» SOURCE MATERIAL:

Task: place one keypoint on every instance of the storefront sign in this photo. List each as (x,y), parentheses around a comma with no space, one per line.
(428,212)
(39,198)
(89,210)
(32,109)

» WHAT YOU NEED TO DO:
Restate every entry word for word.

» RESPONSE BOX:
Task: place one keypoint on every instance of the storefront sign in this photo. List each as (x,y), parentheses around a comma with no space, one per line.
(428,212)
(39,198)
(89,210)
(32,109)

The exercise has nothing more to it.